- [CONSIGNE 1]
Repérez dans la liste chaque ligne où figure le mot « roof », puis recopiez ces lignes.

- [TEXTE RETENU]
..........
MA : Pour l’éclectisme, vous avez raison ; j’aime un tas de choses qui n’ont absolument rien en commun, comme je peux aussi détester des trucs pourtant quasi similaires. À titre d’exemple, un de mes concerts les plus mémorables, c’était AC/DC il y a une bonne dizaine d’années, et je ne plaisante pas. Voir Malcolm YOUNG jouer de la guitare rythmique, c’était extraordinaire. Quel toucher ! Quel feeling ! Au moment du concert, je me souviens, je me surpris en train de penser : « mais pourquoi vouloir faire autre chose, c’est ça que je cherche… ». Bien sûr, ce n’était pas exactement le fond de ma pensée, mais c’est en général ce qui se produit quand vous êtes happé par la musique, au point de vous faire ressentir des choses dont vous n’avez généralement pas l’habitude, même si cela ne dure que quelques secondes. C’est ce que j’appelle l’impact ! Back in Black, For Those about to Rock, et tous les autres, ça avait une telle force… Deux ou trois fois par an, je m’envoie un petit AC/DC pour me rafraîchir l’esprit. J’ai beaucoup de respect pour eux. Le concert de Tom WAITS fût aussi un grand moment, tout comme les gitans de TARAF DE HAIDOUKS, qui font une musique tout bonnement incroyable. Ces trois artistes n’ont absolument rien à voir les uns avec les autres, pourtant je les adore.
Maintenant, en ce qui concerne notre but, si jamais il y en a un… Notre seul réel but serait de composer et jouer la musique qui nous plaît, et l’amener vers d’autres paliers, tant en forme qu’en fond. Je commence tout doucement à me lasser des vieilles habitudes, des approches ancestrales de faire de la musique. Pousse en moi l’envie de faire un truc nouveau qui sonne frais. Ça, ce serait un but à atteindre.
Mais, comme je vous disais, j’ai pu lire et entendre certaines personnes qui reprochaient à votre musique d’être vieux jeu. Même si cela vous est égal (moi aussi du reste), il n’y a pas une pointe d’orgueil chez vous qui vous pousserait à réagir ?
MA : Non, pas du tout, parce que, nous, on aime ce que l’on joue, et au diable ce que les gens peuvent bien en penser, d’où ça vient, d’où ça devrait venir, où ça devrait aller. J’aime énormément la musique des années 1970, et ça s’entend dans notre musique, mais c’est normal ; comme je viens de le dire, j’aime la musique des années 1970. Tant que c’est bon, peu m’importe d’où et de quand ça pourrait bien provenir. Faudrait pousser les gens qui parlent trop à être de temps en temps un peu plus créatif…
Et à ce propos, ça me fait songer à ceci : Tom PETTY raconta un jour qu’il avait vu Bob DYLAN se faire descendre par un gars lui disant, texto : « Vos nouvelles chansons ne sont pas aussi pertinentes que l’étaient vos vieilles chansons. » Ce à quoi DYLAN lui aurait répondu : « Eh! bien, moi j’écris des chansons, et vous, qu’est-ce que vous faites ? »
..........
- [DONNÉES ENREGISTRÉES]
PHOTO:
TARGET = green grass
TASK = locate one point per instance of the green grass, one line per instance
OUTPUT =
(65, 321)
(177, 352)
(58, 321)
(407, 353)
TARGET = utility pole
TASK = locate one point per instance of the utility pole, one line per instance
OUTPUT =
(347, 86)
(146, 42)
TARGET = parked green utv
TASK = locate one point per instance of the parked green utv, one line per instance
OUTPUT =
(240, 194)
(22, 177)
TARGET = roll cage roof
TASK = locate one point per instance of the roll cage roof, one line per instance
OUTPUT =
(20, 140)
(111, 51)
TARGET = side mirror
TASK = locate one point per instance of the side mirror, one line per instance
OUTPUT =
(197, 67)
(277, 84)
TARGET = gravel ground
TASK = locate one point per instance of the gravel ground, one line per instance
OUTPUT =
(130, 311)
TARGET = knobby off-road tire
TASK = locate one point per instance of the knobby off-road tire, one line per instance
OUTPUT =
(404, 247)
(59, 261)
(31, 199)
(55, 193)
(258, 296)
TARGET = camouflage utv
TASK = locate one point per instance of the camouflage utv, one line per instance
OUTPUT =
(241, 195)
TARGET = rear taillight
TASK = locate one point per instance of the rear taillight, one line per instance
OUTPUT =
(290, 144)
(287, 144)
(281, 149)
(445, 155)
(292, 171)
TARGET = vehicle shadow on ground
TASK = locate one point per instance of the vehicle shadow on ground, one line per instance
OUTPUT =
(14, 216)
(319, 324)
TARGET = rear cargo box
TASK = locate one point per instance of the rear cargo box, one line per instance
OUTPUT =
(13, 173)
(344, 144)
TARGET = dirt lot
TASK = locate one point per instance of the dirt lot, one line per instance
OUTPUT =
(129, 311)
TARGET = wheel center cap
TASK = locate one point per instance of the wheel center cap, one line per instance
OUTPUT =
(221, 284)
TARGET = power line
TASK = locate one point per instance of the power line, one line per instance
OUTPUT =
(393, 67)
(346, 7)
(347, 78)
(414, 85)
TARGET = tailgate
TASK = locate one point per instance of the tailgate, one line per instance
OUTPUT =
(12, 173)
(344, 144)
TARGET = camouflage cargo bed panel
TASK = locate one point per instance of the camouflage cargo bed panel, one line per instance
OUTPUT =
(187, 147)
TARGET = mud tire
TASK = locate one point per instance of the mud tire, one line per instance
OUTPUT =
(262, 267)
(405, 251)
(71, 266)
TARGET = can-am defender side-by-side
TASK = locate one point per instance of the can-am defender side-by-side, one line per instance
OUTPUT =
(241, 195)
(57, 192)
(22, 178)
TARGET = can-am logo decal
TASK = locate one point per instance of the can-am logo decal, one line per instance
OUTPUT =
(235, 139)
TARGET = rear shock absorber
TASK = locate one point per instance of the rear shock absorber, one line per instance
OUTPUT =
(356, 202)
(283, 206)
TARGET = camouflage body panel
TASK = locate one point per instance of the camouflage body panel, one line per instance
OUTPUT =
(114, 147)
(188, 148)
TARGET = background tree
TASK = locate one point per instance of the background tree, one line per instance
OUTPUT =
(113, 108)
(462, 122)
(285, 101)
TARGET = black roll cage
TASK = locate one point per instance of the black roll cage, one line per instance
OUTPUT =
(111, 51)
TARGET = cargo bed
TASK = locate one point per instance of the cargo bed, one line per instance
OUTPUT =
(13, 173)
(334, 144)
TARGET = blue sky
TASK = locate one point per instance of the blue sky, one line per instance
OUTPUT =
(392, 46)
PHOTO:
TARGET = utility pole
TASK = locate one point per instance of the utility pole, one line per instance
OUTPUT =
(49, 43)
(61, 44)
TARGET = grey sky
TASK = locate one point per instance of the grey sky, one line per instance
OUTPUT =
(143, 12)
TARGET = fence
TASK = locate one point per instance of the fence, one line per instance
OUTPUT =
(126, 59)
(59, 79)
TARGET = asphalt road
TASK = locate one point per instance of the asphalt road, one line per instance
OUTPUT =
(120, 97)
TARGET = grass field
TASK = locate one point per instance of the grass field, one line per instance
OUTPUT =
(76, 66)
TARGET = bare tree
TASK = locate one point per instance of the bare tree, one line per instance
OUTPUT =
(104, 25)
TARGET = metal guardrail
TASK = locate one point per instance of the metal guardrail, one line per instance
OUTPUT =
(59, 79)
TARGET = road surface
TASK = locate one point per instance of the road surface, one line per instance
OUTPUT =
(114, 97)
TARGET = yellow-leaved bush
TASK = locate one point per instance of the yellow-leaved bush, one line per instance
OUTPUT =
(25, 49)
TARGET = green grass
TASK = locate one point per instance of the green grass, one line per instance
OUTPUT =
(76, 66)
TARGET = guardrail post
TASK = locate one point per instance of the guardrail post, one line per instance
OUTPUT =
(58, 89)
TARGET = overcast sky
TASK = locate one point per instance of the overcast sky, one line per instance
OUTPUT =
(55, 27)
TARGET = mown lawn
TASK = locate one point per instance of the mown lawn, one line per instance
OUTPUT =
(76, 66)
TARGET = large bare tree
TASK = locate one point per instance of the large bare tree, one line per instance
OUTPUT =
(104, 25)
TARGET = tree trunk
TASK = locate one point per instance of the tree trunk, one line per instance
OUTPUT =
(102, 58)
..........
- [CONSIGNE 2]
Reproduisez mot pour mot le passage de l'entretien qui s'ouvre sur les mots contenant « Maintenant, en ce » et se clôt sur « pousserait à réagir ? ».

- [RÉPONSE CORRECTE 1]
TARGET = roll cage roof
TASK = locate one point per instance of the roll cage roof, one line per instance

- [RÉPONSE CORRECTE 2]
Maintenant, en ce qui concerne notre but, si jamais il y en a un… Notre seul réel but serait de composer et jouer la musique qui nous plaît, et l’amener vers d’autres paliers, tant en forme qu’en fond. Je commence tout doucement à me lasser des vieilles habitudes, des approches ancestrales de faire de la musique. Pousse en moi l’envie de faire un truc nouveau qui sonne frais. Ça, ce serait un but à atteindre.
Mais, comme je vous disais, j’ai pu lire et entendre certaines personnes qui reprochaient à votre musique d’être vieux jeu. Même si cela vous est égal (moi aussi du reste), il n’y a pas une pointe d’orgueil chez vous qui vous pousserait à réagir ?